═════ Material provided
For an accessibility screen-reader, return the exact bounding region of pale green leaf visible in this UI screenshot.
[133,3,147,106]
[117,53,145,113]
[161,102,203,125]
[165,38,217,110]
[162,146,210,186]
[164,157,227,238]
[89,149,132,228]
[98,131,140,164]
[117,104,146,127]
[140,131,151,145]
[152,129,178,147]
══════════
**Your task**
Rewrite these lines with "pale green leaf" switched to "dark green leaf" and everything else left unchanged.

**Finished answer**
For an accessibility screen-reader, return the exact bounding region of dark green leaf visible in this UI screenshot.
[133,3,147,106]
[117,53,145,113]
[161,102,203,125]
[165,38,217,110]
[162,146,210,186]
[164,157,227,238]
[89,149,132,228]
[98,131,140,164]
[117,104,146,127]
[140,131,151,145]
[152,129,178,147]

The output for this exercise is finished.